## Given problem A
Answer these from the article about the Foo Fighters song:
(i) Who directed the song's music video?
(ii) For how many weeks did the song hold number one on the Canadian rock radio charts?
(iii) How many songs did the band play at the Cesena concert?
## Given problem B
Reproduce word for word the passage of the article about the Foo Fighters song between "In the US, it" and "reaching number 13.", inclusive.

"Learn to Fly" is a song by American rock band Foo Fighters. It was released as the lead single from their third studio album There Is Nothing Left to Lose (1999) in October 1999.  It was the band's first song to enter the Billboard Hot 100, as well as their second-highest charting song on the Hot 100, peaking at number 19. It also peaked within the top 40 in Australia, Canada, Hungary, the Netherlands, New Zealand, Poland and the United Kingdom. The song's music video won Best Short Form Video award at the 43rd Grammy Awards in 2001.

Release and reception
"Learn to Fly" was originally released as a promo-only single. It was officially released as a two-disc CD set in the UK and Australia, as well as in Europe, and promotional singles were also released in other countries such as the US for radio play. 

In the US, it was the band's first appearance on the Billboard Hot 100, charting at number 19, and was the band's first number one on the Billboard Modern Rock Tracks chart. 

It is also their highest-charting on the Billboard Hot 100 Airplay chart, along with the 1996 hit "Big Me", reaching number 13. 

The song set the record for most weeks (13) at number one on the Canadian rock radio charts.

Music video
The music video for the song was directed by Jesse Peretz and won the Grammy Award for Best Short Form Music Video in  2001. 

It takes place on a commercial airliner, parodying the movie Airplane!, and by extension, the films Airport 1975 and its sequel Airport '77, interspersed with a mock concert footage of the band shown as an in-flight movie. The background elevator music is The Moog Cookbook's version of "Everlong". 

Two airline cabin cleaners (played by Jack Black, and Kyle Gass from Tenacious D) smuggle and hide their narcotics, labelled "World Domination brand 'Erotic' Sleeping Powder", in the coffee-maker. The flight attendants do not notice the narcotics when they use the coffee-maker, and everyone who drinks the resulting coffee becomes incapacitated. The take-off sequence, in addition to the crew members hiding ulterior criminal motives, are a near shot-by-shot homage to the film Airport '77. 

The band, having avoided the coffee (choosing liquor instead), mirroring Karen Black's role in Airport 1975, find themselves forced to land the plane. For the video, each band member (Dave Grohl, Nate Mendel, and Taylor Hawkins) portrays himself as well as several other roles, including Hawkins as an attractive flight attendant and Grohl as an FBI agent who arrests the two cabin cleaners when they attempt to smuggle more of their narcotics.

2015 tribute video
On July 30, 2015, a video was published on YouTube of 1,000 Italian musicians in Cesena, Italy all playing and singing the song in unison, followed by a plea for the Foo Fighters to come play a concert in Cesena. By August 16, it had gained more than 33 million views.

On July 31, Dave Grohl responded, in Italian, thanking the makers for "the beautiful video" and adding "Thank you so much. We're coming, I swear. We'll see each other soon." On November 3, 2015, in response, Foo Fighters performed a twenty-seven-song concert in Cesena for approximately 3,000 people, starting their set with "Learn to Fly".

## Data provided
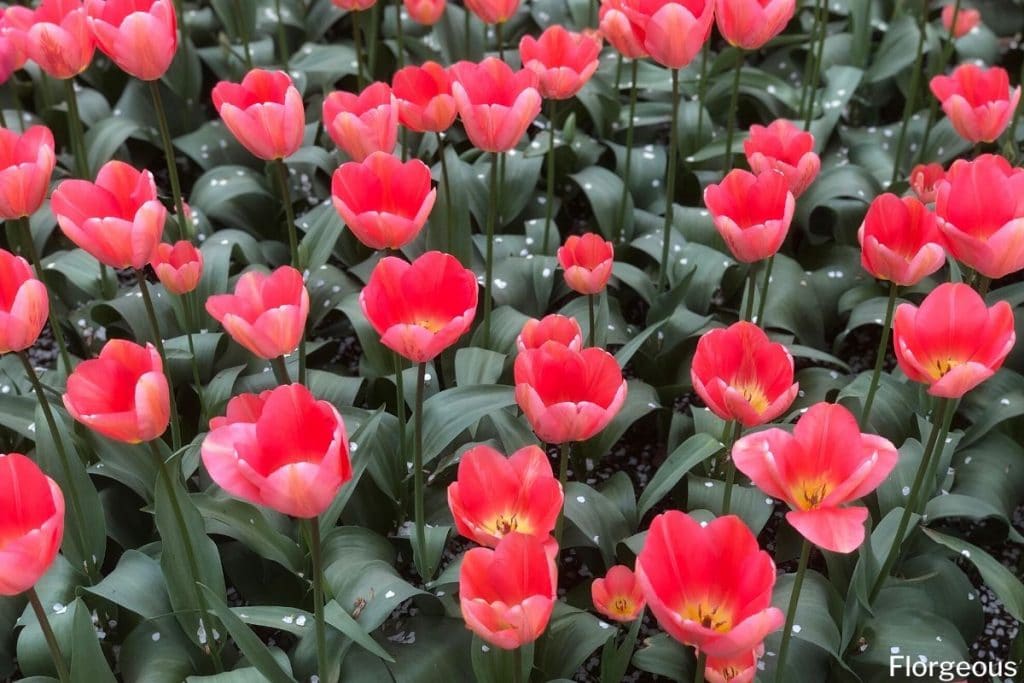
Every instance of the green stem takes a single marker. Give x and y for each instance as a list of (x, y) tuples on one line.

## Problem solution A
(i) Jesse Peretz
(ii) 13 weeks
(iii) Twenty-seven

## Problem solution B
In the US, it was the band's first appearance on the Billboard Hot 100, charting at number 19, and was the band's first number one on the Billboard Modern Rock Tracks chart. 

It is also their highest-charting on the Billboard Hot 100 Airplay chart, along with the 1996 hit "Big Me", reaching number 13.